• _GIVEN PASSAGE_
BEGIN

Elizabeth Hofheinz, M.P.H., M.Ed.
A multicenter team of researchers decided to fill in a gap in the literature by studying the relationship between preoperative ankle joint space and postoperative outcome.
Their work, “Relationship Between Tibiotalar Joint Space and Ankle Function Following Ankle Surgery,” is published in the March 1, 2021 edition of Foot & Ankle International.
Delineating the “backstory” was co-author Thomas Clanton, M.D. of The Steadman Clinic and Steadman Philippon Research Institute. Dr. Clanton told OSN: “In the course of caring for ankle patients over many years, it always seemed that those with a lessened joint space had less satisfactory results following their surgeries. In spite of this there had been no scientific studies documenting this.”
“With increasing numbers of ankle injuries and development of arthritis, surgical as well as non-operative methods have continued to improve and yet, it seemed that when the joint space was decreased, the ability to improve a patient’s condition was less likely to occur.”
So the team looked at 251 patients between January 2009 and September 2015. Two orthopedic surgeons measured ankle joint space at three locations: the lateral, central, and medial locations of the superior joint space, with the lowest value defining the ankle joint space. One of the surgeons did two sets of measurements to complete intraobserver reliability. For the purpose of interrater reliability, the second surgeon examined a random subset of radiographs. Patients were either in cohort A, with narrowed joint space defined as less than 2 mm, or cohort B, with preserved joint space defined as 2 mm or greater.
A total of 43 patients had an ankle joint space of less than 2 mm (cohort A). The mean ankle joint space was 0.6 mm in cohort A and 3.2 mm in cohort B.
All across the board, these 43 patients fared worse than those in cohort B. Compared with the 208 patients with an ankle joint space of 2 mm or greater, cohort A patients had worse scores on the Foot and Ankle Ability Measure (FAAM) Activities of Daily Living, FAAM Sports, and the Short Form-12 Physical Component Summary. In addition, the researchers found a statistically significant positive correlation between joint space distance and the FAAM ADL, FAAM Sports, and SF-12 Physical Component Summary.
“This work leads to the question of whether or not patients understand this particular aspect of their condition,” said Dr. Clanton to OSN. “As a result of the study, it gives the treating surgeon scientific information with which to counsel the patient who is seeking surgery to improve the condition of their ankle and warns them to avoid mistaken expectations when the joint space is decreased on the preoperative weight-bearing x-ray.”
Asked about what further work should be done on this, Dr. Clanton replied, “Investigate whether or not any specific methods of treatment can restore cartilage height?”
His overarching message?
“Utilize this information as helpful information in counseling your patients. It doesn’t mean that they can’t have a good result, it just suggests that the chances are decreased in comparison to having a normal joint height.”

END

• _TASKS_
1. In the ankle joint space article, what was the mean ankle joint space in cohort A?
2. Repeat the ankle joint space article between "So the team" and "mm in cohort B.", inclusive.
The rows that follow have no connection to the ankle joint space article.

• _DATA EXCERPTS_

BEGIN

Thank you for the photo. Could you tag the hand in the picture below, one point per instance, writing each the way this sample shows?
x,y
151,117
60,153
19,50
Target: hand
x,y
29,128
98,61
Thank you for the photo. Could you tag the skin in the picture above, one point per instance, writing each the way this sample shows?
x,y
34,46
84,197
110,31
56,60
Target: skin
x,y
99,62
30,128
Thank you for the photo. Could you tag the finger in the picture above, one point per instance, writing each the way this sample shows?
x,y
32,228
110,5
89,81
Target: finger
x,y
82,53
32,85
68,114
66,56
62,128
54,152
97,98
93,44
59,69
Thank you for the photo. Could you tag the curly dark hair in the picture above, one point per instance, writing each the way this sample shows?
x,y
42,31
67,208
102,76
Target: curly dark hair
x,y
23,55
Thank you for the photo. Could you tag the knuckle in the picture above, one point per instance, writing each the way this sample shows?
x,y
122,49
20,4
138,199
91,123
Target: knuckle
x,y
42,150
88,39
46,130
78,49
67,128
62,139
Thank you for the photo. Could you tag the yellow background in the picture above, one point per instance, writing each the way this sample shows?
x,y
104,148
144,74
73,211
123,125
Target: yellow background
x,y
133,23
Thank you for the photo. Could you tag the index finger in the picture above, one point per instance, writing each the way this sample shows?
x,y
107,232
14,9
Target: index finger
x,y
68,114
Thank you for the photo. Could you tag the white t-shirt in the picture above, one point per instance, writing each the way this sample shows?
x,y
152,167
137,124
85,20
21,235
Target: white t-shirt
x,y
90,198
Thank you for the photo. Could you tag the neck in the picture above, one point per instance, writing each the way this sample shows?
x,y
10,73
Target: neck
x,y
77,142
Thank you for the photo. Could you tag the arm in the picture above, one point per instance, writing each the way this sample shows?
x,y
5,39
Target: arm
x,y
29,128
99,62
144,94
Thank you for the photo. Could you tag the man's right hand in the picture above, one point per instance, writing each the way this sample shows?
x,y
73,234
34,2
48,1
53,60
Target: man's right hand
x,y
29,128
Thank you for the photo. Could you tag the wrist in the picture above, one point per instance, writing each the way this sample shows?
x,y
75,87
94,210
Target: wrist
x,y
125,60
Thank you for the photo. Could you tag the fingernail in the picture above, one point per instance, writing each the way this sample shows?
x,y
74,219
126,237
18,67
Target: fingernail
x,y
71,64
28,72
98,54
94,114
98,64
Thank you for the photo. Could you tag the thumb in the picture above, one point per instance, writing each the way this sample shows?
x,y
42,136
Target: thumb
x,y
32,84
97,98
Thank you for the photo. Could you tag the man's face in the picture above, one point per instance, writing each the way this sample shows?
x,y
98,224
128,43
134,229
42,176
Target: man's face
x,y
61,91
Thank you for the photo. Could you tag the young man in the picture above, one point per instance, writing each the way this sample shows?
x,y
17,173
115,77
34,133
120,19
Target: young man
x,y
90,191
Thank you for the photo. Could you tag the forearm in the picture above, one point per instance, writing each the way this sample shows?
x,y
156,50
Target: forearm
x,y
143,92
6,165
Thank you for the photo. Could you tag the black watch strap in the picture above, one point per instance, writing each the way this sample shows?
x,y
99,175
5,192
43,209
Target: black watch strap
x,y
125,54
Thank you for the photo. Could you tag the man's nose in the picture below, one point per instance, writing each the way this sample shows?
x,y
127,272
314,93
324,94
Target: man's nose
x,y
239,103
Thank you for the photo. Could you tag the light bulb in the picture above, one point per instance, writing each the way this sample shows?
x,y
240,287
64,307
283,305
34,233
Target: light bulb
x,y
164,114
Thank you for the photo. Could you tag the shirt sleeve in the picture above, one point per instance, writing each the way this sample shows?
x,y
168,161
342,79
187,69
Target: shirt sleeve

END

• _EXPECTED OUTPUTS_
1. 0.6 mm

2.
So the team looked at 251 patients between January 2009 and September 2015. Two orthopedic surgeons measured ankle joint space at three locations: the lateral, central, and medial locations of the superior joint space, with the lowest value defining the ankle joint space. One of the surgeons did two sets of measurements to complete intraobserver reliability. For the purpose of interrater reliability, the second surgeon examined a random subset of radiographs. Patients were either in cohort A, with narrowed joint space defined as less than 2 mm, or cohort B, with preserved joint space defined as 2 mm or greater.
A total of 43 patients had an ankle joint space of less than 2 mm (cohort A). The mean ankle joint space was 0.6 mm in cohort A and 3.2 mm in cohort B.